**TASK DETAILS**
Format every line of the entries below as a numbered list, leaving out any blank lines.

Excerpts from point annotation data
******

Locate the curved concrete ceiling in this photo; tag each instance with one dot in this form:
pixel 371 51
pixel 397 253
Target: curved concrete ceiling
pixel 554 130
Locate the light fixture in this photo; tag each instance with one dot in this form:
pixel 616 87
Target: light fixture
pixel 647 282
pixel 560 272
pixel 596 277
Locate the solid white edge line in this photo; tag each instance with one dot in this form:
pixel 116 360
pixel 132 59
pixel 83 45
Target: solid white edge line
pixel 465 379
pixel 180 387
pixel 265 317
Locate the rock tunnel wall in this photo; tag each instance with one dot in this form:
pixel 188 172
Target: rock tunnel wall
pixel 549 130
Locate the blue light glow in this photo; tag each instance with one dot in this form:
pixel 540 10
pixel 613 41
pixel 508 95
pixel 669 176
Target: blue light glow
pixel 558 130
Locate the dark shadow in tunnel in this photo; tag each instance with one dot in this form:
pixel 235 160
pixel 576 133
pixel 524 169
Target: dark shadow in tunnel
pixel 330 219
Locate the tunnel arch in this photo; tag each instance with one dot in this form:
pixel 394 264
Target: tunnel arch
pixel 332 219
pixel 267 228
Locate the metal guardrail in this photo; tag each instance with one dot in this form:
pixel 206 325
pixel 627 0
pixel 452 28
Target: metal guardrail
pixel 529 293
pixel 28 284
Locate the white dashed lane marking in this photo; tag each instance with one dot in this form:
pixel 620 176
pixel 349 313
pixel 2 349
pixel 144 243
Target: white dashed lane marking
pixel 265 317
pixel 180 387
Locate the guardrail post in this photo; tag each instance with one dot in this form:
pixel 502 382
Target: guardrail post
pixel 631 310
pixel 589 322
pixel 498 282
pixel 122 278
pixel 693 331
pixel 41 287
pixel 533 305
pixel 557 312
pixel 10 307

******

**FULL RESPONSE**
1. Locate the curved concrete ceiling in this photo; tag each instance with one dot in this form:
2. pixel 371 51
3. pixel 397 253
4. Target: curved concrete ceiling
5. pixel 554 130
6. Locate the light fixture in this photo; tag each instance with one dot in this form:
7. pixel 616 87
8. Target: light fixture
9. pixel 647 282
10. pixel 560 272
11. pixel 596 277
12. Locate the solid white edge line in this photo; tag each instance with one dot in this form:
13. pixel 116 360
14. pixel 132 59
15. pixel 83 45
16. Target: solid white edge line
17. pixel 465 379
18. pixel 180 387
19. pixel 265 317
20. Locate the rock tunnel wall in this photo; tag each instance with one dot in this form:
21. pixel 188 172
22. Target: rock tunnel wall
23. pixel 549 130
24. Locate the blue light glow in this photo; tag each instance with one dot in this form:
25. pixel 540 10
26. pixel 613 41
27. pixel 508 95
28. pixel 669 176
29. Target: blue light glow
30. pixel 558 130
31. Locate the dark shadow in tunnel in this photo; tag each instance with one dot in this form:
32. pixel 235 160
33. pixel 576 133
34. pixel 524 169
35. Target: dark shadow in tunnel
36. pixel 330 219
37. Locate the tunnel arch in this photo; tag each instance with one dot in this form:
38. pixel 394 264
39. Target: tunnel arch
40. pixel 332 219
41. pixel 267 228
42. Locate the metal guardrail in this photo; tag each instance with one dot in this form:
43. pixel 206 325
44. pixel 627 0
45. pixel 452 28
46. Target: metal guardrail
47. pixel 529 293
48. pixel 28 284
49. Locate the white dashed lane marking in this photo; tag each instance with one dot in this form:
50. pixel 620 176
51. pixel 349 313
52. pixel 2 349
53. pixel 144 243
54. Target: white dashed lane marking
55. pixel 265 317
56. pixel 180 387
57. Locate the guardrail post in this photo; tag each instance with one dot in this form:
58. pixel 502 382
59. Target: guardrail post
60. pixel 631 310
61. pixel 589 322
62. pixel 498 282
63. pixel 122 278
64. pixel 693 331
65. pixel 41 287
66. pixel 533 305
67. pixel 557 312
68. pixel 10 307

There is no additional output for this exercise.